REQUIREMENTS: Convert the lines of the records below into a numbered list with blank lines omitted. Start at the line that has "Where can the gray water" and end after the line that has "(1168, 292)".

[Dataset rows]
——
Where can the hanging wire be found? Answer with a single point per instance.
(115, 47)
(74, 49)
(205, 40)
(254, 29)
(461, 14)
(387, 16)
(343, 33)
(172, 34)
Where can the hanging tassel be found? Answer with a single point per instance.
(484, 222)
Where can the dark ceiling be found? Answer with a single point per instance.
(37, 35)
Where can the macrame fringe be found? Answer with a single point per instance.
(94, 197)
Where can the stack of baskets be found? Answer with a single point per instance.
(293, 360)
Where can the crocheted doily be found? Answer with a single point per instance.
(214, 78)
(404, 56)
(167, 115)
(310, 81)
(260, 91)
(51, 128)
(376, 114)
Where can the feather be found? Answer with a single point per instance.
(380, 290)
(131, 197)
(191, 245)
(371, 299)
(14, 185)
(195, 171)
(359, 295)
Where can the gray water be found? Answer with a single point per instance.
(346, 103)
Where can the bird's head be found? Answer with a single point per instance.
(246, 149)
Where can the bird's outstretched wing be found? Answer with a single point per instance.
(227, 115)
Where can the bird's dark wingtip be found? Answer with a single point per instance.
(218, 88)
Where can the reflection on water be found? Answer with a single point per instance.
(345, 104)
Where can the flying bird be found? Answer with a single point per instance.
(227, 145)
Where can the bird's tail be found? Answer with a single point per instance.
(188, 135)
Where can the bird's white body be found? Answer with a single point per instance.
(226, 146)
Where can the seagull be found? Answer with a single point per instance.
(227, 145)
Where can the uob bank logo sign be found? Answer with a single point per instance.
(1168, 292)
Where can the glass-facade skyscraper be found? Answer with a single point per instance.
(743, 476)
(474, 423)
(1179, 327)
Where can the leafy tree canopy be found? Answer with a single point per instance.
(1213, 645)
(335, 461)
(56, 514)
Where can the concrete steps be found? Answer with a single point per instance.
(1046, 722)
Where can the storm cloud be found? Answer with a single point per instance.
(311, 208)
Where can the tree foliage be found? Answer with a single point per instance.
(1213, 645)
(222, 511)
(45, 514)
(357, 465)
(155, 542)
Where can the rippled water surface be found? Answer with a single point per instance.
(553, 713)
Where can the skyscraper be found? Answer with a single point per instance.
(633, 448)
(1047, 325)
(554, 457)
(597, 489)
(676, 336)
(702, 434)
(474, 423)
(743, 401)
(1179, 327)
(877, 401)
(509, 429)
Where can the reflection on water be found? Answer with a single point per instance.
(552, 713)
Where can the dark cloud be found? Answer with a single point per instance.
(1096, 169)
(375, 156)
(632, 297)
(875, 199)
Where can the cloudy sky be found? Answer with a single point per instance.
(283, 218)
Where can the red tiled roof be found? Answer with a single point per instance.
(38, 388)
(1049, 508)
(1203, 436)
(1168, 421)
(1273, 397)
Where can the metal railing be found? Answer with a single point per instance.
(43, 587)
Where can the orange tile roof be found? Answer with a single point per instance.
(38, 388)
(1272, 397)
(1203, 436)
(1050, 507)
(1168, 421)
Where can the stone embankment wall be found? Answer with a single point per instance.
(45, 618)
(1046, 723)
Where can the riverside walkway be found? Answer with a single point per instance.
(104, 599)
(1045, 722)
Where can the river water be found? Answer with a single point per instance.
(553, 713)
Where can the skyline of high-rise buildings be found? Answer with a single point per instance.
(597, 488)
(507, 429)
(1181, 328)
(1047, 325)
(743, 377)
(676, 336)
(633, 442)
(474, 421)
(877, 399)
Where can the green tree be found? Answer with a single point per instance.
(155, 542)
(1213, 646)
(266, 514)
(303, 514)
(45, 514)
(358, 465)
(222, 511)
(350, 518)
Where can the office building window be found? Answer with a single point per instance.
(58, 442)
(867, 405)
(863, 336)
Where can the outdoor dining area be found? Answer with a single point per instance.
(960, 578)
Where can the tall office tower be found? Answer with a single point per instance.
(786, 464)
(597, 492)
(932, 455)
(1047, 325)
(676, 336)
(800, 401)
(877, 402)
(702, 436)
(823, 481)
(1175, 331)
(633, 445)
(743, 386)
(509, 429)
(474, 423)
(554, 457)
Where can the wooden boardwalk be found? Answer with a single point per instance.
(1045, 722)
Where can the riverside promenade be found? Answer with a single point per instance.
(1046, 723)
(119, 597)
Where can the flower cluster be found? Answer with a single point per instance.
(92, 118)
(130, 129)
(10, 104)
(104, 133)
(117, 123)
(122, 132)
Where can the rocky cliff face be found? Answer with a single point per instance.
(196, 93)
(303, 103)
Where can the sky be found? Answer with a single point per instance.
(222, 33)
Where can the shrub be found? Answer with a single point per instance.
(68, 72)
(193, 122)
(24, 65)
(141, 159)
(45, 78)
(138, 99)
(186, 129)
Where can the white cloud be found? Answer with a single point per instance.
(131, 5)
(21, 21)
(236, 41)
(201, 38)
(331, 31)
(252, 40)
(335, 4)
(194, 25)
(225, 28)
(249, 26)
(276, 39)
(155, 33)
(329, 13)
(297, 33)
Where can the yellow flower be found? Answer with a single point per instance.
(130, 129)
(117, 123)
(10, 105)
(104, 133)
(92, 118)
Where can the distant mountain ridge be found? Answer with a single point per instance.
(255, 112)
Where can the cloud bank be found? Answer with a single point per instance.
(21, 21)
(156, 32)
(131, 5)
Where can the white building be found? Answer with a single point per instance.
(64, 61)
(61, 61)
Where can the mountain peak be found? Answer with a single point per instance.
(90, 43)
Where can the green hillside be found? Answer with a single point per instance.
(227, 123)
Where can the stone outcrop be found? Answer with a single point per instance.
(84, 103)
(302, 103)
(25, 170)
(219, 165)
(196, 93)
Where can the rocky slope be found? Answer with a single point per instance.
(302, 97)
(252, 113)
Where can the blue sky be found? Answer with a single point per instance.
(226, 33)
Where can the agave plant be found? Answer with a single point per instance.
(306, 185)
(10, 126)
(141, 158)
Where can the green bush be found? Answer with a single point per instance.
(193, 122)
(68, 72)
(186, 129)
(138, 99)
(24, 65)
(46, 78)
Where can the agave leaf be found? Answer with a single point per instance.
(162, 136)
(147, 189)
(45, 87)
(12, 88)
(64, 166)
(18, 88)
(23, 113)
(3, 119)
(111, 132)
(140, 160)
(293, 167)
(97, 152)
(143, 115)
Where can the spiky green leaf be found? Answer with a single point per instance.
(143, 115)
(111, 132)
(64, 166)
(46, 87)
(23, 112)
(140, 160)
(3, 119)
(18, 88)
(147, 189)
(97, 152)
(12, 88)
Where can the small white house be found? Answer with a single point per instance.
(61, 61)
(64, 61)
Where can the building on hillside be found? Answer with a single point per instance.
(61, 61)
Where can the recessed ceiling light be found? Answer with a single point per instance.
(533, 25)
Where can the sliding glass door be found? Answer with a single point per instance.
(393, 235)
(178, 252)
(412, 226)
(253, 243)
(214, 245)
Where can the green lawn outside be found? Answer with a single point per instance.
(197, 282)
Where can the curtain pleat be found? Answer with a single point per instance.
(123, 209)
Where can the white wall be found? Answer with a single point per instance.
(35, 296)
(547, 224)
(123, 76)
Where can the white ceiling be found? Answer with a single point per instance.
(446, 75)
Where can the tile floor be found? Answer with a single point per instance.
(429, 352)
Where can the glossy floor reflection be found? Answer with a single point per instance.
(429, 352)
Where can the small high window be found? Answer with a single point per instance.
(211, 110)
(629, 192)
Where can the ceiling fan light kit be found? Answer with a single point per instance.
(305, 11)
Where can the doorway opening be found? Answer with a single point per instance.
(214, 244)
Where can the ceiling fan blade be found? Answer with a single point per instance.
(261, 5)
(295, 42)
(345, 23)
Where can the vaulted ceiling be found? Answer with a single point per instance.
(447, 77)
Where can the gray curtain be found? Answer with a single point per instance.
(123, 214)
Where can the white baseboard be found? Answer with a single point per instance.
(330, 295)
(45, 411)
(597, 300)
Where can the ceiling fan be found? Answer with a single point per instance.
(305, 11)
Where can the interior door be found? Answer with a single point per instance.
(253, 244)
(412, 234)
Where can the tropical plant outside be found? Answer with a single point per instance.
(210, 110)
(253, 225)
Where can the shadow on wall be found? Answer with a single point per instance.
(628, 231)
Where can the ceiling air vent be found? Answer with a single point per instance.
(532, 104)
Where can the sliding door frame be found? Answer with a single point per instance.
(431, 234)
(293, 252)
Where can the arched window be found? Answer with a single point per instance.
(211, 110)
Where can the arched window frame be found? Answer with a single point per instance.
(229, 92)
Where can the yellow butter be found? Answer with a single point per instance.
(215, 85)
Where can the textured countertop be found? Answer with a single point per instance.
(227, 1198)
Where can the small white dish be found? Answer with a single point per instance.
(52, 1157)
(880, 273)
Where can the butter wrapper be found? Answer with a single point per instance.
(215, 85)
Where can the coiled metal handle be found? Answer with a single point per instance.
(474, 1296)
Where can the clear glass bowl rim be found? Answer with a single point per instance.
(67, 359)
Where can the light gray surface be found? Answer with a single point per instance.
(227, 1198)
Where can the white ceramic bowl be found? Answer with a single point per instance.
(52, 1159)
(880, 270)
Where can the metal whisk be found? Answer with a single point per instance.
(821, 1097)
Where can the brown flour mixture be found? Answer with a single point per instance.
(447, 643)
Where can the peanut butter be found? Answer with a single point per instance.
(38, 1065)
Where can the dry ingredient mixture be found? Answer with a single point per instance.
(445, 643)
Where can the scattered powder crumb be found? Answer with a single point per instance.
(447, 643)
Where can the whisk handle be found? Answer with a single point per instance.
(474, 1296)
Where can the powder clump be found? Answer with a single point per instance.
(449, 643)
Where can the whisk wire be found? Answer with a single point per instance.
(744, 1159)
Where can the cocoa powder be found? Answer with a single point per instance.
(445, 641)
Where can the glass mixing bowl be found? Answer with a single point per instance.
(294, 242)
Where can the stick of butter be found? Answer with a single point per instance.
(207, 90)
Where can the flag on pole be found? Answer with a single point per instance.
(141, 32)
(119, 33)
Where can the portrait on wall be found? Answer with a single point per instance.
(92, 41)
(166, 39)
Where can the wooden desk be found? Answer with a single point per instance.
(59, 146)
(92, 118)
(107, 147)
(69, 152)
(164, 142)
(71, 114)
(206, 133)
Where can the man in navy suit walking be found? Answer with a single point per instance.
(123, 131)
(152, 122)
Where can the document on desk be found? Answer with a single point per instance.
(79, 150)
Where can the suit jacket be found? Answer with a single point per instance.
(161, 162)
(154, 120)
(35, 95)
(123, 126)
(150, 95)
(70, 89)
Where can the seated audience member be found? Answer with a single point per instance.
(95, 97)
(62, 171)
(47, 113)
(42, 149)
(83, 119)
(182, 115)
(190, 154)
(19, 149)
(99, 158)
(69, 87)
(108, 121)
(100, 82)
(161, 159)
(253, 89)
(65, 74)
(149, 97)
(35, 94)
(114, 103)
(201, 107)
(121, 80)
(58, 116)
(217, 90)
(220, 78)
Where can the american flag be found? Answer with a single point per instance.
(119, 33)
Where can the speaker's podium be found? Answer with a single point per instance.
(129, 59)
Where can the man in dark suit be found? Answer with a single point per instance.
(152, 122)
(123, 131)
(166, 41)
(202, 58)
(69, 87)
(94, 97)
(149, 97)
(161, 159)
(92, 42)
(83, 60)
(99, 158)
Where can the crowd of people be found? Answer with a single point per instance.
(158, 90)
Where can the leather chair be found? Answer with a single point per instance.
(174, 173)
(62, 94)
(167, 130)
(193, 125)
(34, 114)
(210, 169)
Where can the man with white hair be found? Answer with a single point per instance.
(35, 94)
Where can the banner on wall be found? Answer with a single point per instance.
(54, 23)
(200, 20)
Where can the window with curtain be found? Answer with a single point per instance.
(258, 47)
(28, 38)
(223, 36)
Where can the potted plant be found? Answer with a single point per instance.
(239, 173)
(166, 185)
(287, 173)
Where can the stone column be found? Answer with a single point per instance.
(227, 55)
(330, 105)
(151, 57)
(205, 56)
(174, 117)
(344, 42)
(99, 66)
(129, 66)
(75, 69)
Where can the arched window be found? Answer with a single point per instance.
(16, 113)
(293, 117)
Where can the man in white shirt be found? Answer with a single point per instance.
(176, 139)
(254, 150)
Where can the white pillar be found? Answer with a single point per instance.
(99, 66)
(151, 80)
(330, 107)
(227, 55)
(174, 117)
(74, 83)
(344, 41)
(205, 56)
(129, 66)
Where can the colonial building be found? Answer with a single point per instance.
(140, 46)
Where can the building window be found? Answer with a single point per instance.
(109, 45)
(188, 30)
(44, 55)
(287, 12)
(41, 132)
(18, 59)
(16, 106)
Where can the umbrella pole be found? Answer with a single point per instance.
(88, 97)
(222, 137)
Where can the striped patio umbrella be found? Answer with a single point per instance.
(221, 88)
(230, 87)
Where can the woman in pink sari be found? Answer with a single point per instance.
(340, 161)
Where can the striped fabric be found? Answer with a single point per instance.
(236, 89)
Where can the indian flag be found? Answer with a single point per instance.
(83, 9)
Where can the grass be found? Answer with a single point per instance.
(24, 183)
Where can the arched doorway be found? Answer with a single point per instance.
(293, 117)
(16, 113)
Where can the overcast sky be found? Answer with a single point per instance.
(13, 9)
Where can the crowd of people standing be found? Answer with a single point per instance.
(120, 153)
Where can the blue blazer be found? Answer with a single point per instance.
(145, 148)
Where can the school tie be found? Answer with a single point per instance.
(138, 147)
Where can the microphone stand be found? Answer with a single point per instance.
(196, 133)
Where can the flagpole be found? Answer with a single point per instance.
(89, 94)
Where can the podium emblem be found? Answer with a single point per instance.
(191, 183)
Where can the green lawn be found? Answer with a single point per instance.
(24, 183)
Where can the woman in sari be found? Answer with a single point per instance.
——
FINISHED TASK:
1. Where can the gray water be found? Answer with a single point per instance.
2. (346, 103)
3. Where can the bird's head be found? Answer with a single point per instance.
4. (246, 149)
5. Where can the bird's outstretched wing be found? Answer with a single point per instance.
6. (227, 115)
7. Where can the bird's dark wingtip be found? Answer with a single point per instance.
8. (218, 88)
9. Where can the reflection on water be found? Answer with a single point per instance.
10. (345, 104)
11. Where can the flying bird be found? Answer with a single point per instance.
12. (227, 145)
13. Where can the bird's tail be found? Answer with a single point per instance.
14. (188, 135)
15. Where can the bird's white body be found? Answer with a single point per instance.
16. (226, 146)
17. Where can the seagull be found? Answer with a single point per instance.
18. (227, 145)
19. Where can the uob bank logo sign be found? Answer with a single point per instance.
20. (1168, 292)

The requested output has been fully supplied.